DIRECTIONS FOR THIS TASK »
Reproduce every item below verbatim, leaving out the pictures.

Excerpts from a location annotation dataset »
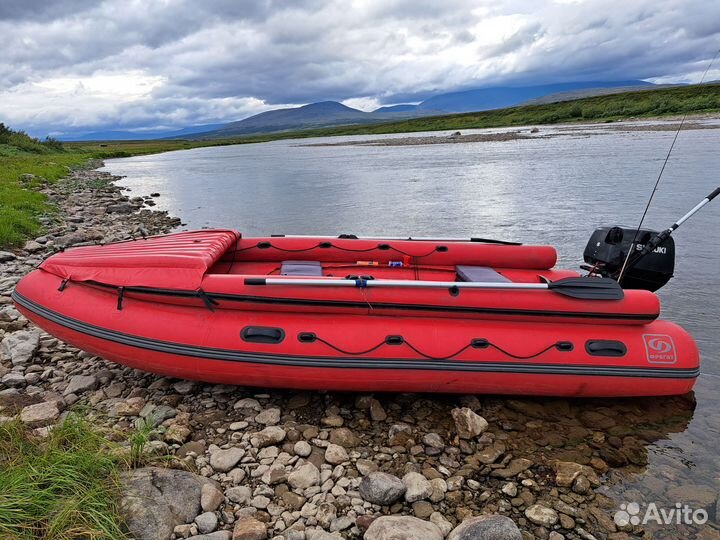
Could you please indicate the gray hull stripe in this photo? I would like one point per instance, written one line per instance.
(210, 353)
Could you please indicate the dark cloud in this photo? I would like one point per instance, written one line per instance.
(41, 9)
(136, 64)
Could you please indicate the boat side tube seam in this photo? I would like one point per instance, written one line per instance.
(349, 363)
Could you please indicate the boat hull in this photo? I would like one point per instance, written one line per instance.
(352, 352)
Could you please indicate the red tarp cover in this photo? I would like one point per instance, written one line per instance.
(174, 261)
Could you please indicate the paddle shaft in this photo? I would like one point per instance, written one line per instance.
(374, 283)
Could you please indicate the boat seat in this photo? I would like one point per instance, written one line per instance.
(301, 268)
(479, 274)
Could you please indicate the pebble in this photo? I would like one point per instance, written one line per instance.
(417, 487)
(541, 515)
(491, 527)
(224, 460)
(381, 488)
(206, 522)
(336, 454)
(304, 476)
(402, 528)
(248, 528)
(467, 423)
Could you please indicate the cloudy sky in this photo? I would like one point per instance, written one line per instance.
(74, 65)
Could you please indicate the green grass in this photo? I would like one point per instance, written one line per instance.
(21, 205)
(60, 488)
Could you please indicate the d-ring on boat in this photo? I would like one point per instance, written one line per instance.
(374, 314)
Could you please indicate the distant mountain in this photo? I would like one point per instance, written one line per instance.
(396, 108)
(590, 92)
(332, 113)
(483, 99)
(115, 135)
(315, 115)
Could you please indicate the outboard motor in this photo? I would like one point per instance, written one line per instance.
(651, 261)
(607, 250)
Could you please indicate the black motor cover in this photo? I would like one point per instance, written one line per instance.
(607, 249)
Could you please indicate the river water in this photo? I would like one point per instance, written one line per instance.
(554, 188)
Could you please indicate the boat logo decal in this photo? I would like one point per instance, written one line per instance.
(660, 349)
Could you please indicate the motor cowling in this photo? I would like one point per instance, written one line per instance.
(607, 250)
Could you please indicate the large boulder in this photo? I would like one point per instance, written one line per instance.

SOLUTION TO THE EXERCISE »
Could you please indicate the gray hull stripe in this photo? I would like one point per instance, written one line per instance.
(210, 353)
Could you please indicate the dark cloud in this photo? I would like one point per instance, written one line per instance.
(41, 9)
(136, 64)
Could you please indicate the boat side tube seam in this photo? I would like one point per instance, written one line per instance.
(349, 363)
Could you please indicate the boat hull in this photo? I would like one point per instance, written one line per instance.
(352, 352)
Could you please indicate the red tarp cover in this photo? I would like one point per instance, written one line per instance.
(174, 261)
Could you please indicate the paddle shaft in this photo? I would like one point per instance, written one line per instance.
(374, 283)
Could you please indicate the boat seat in this photo? I would like one point per instance, written one line per instance.
(301, 268)
(479, 274)
Could you please indicate the pebble in this photo? I would like one point per instance, written one line per instance.
(417, 487)
(541, 515)
(491, 527)
(224, 460)
(381, 488)
(206, 522)
(336, 454)
(304, 476)
(402, 528)
(248, 528)
(467, 423)
Could you please indicate the cloudy sky in this photo? I would like one point per instance, written one line per instance.
(74, 65)
Could you please indicate the green grass in this photo? I would like one point per instance, written one line per instance.
(21, 205)
(60, 488)
Could you please indicate the d-ring on boat in this photo? I would like one point per instance, written one line per instance.
(374, 314)
Could you please indicate the distant mountain in this photo? I would like one point per instance, written one line per instance.
(396, 108)
(590, 92)
(332, 113)
(483, 99)
(115, 135)
(315, 115)
Could you please indicate the outboard motor in this photo? I would like one point per instance, written one line per instance.
(651, 261)
(607, 250)
Could you please indicate the black motor cover in this photo? I would like one point per instance, written one line per instance.
(607, 249)
Could you please indicate the river water in this photo? I would like one point per instance, written one line per instance.
(554, 188)
Could you please indicate the boat logo decal in this photo? I would like one point per instance, written one line per instance.
(660, 349)
Could you please indicate the motor cowling in this photo? I would like one point per instance, written one line per instance.
(607, 250)
Could you please indicate the large boulder in this photo? I would like one point per instance, written one line per instance.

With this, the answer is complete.